## Article
────────────────────────────────────────

Focus on rationalising sales tax on ATF: CII
February 5th, 2012 - 4:19 pm ICT by IANS
New Delhi, Feb 5 (IANS) The new civil aviation policy that is being framed should address key issues like the sales tax the states levy on jet fuel, route dispersal guidelines and investments by foreign airlines in domestic carriers, the Confederation of Indian Industry (CII) has recommended.
“A comprehensive policy direction is needed to address the prevailing crisis and lay a path for future growth,” said CII director general Chandrajit Banerjee.
The development comes as the government is working on a new civil aviation policy which will promote investments and setting up of the required infrastructure for the sector.
“We have about five months to complete the process,” Civil Aviation Secretary Nasim Zaidi had said in December 2011.
According to the industry lobby, the new policy should include a waiver of state sales tax on jet fuel which accounts from anywhere between three and 33 percent.
Addition of state sales tax increases the overall cost of jet fuel in India by 50 percent more than anywhere in the world.
The fuel price, which accounts for over 50 percent of an airline’s operating cost, has landed major carriers like Kingfisher Airlines, Jet Airways and SpiceJet in losses.
The industry body also called for allowing an investment cap of 49 percent by international airlines in domestic carriers.

────────────────────────────────────────

## Extracted data
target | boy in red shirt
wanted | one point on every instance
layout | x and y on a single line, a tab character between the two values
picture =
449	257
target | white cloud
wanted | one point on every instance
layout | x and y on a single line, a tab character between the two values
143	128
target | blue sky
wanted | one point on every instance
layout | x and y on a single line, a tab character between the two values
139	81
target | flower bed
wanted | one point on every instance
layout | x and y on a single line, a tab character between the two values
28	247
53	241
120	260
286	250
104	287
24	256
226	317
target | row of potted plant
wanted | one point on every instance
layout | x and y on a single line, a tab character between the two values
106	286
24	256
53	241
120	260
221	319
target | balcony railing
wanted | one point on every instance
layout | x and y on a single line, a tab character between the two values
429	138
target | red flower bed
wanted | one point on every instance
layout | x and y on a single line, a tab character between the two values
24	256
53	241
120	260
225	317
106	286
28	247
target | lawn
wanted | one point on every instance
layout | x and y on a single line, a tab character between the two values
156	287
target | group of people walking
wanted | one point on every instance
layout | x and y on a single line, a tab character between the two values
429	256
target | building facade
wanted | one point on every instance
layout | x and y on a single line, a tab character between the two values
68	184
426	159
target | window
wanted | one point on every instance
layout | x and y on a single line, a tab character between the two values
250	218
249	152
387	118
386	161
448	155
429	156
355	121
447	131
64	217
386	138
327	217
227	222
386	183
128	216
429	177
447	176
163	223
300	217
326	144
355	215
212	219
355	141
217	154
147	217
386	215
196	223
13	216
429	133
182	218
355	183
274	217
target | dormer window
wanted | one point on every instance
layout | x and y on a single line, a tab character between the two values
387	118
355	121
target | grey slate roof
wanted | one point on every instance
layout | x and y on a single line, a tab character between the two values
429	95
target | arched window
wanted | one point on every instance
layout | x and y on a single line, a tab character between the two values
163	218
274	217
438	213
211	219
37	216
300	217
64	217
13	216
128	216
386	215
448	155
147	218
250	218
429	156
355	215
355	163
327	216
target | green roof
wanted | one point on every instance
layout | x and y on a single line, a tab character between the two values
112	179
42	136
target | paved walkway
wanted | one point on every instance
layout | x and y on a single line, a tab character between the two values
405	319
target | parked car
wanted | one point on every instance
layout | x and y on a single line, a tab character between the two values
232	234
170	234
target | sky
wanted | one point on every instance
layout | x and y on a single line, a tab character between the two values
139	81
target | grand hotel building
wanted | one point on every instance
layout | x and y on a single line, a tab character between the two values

────────────────────────────────────────

## Task
Repeat the stretch of the article on jet fuel tax from "Focus on rationalising" through "general Chandrajit Banerjee." word for word.

## Result for this exercise
Focus on rationalising sales tax on ATF: CII
February 5th, 2012 - 4:19 pm ICT by IANS
New Delhi, Feb 5 (IANS) The new civil aviation policy that is being framed should address key issues like the sales tax the states levy on jet fuel, route dispersal guidelines and investments by foreign airlines in domestic carriers, the Confederation of Indian Industry (CII) has recommended.
“A comprehensive policy direction is needed to address the prevailing crisis and lay a path for future growth,” said CII director general Chandrajit Banerjee.